TEKS BACAAN:
• • • • • • •

Sebagian hadirin mulai berdatangan sebelum waktu isya, agar bisa shalat isya berjama’ah di majlis tersebut. Sayyid Hamid mulai membuka majlis ini dengan pembacaan doa, dilanjutkan pembacaan beberapa hadis dari kitab yang sedang dibaca, lalu pembacaan hadis digilir kepada para hadirin, masing-masing membaca beberapa hadis sampai semua hadirin dapat kesempatan untuk ikut serta dalam membaca hadis. Biasanya ada beberapa hadirin yang membaca hadis lebih banyak karena faktor kelancaran dan kefasihan. Mereka ini duduk di barisan depan berhadapan dengan tempat duduk para masyaikh. Dengan demikian, metode yang mendominasi di sini adalah al-qira’ah ‘ala al-syaikh(membaca kepada/di hadapan seorang guru).
Dalam pengajian ini tidak banyak penjelasan tentang hadis yang dibacakan, meskipun terkadang ada diskusi dari para masyaikh mengenai suatu hadis. Sebelum membaca setiap riwayat, terdapat tambahan ungkapan ‘wa-bihi ilaihi’, ini singkatan dari ‘wa bi-sanadikum al-muttashil ila al-kitab/al-hadits’ yang artinya: ‘dengan sanad guru yang tersambung sampai kitab/hadis ini’. Selain ini, kita perlu membaca lafadz (qaala/perkata) sebelum tiap lafadz dari lafadz-lafadz al-tahammul wa al-ada’ yang terdapat pada sanad hadis, seperti:haddatsana, akhbarana, sami’tu, walaupun dua ungkapan tadi tidak disebut dalam riwayat hadis. Majlis pengajian kitab hadis di rumah Syaikh Yasin ini diadakan seminggu sekali pada tiap hari Selasa malam Rabu.

• • • • • • •

TUGAS YANG DIBERIKAN:
Lanjutkan teks bacaan tentang majlis pengajian hadis di rumah Syaikh Yasin setelah kalimat terakhirnya. Baris-baris di bawah tidak berperan dalam hal ini.

• • • • • • •

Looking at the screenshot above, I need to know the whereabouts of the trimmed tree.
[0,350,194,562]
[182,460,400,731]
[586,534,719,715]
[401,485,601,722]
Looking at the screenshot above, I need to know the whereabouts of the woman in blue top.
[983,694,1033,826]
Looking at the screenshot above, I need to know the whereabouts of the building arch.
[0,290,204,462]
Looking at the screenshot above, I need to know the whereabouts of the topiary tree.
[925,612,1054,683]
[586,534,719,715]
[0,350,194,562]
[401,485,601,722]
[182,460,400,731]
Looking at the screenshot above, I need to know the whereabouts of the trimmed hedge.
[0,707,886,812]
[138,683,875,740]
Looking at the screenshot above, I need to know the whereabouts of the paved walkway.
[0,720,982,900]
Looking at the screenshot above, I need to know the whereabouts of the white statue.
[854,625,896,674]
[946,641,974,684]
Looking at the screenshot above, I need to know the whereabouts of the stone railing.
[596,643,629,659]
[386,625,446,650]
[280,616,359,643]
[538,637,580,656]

• • • • • • •

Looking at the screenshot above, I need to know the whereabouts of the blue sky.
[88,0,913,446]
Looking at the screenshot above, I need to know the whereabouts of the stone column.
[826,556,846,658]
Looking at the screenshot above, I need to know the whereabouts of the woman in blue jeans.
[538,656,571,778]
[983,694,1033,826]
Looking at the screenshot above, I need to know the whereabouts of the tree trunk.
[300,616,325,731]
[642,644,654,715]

• • • • • • •

JAWABAN TUGAS:
Pada malam khataman suatu kitab hadis, terlihat agak ramai. Hal ini mungkin disebabkan dua faktor. Pertama orang-orang datang majlis ini ‘ngalap berkah’ khataman suatu kitab. Kedua, karena di malam ini akan diberikan sanad kitab tersebut. Khusus untuk malam khataman, para hadirin dimintai menulis nama dan tanda tangan pada daftar hadir, sebagai catatan nama-nama yang hadir majlis khataman dan mendapat sanad kitab tersebut. Setelah mengkhatamkan suatu kitab, di malam itu pula langsung disambung dengan pembacaan dari kitab selanjutnya. Hal ini sama dengan dalam konteks khataman Al-Qur’an, bahwa pembaca Al-Qur’an yang bagus adalah ketika mengkhatamkan Al-Qur’an agar langsung disambungkan dengan memulai dari awal Al-Qur’an lagi sebagai tanda permulaan khataman yang baru. Sebagai contoh, dari fotokopian daftar hadir yang saya miliki, dicatatkan pada hari selasa malam Rabu 20 Jumadal Ula tahun 1420 H, kami telah mengkhatamkan kitab al-Adab al-Mufrad dan dilanjutkan dengan memulai membaca dari kitab al-Syama’il al-Muhammadiyyah dan kitab al-‘Umdah fi al-Ahkam karya Imam ‘Abd al-Ghani al-Maqadsi.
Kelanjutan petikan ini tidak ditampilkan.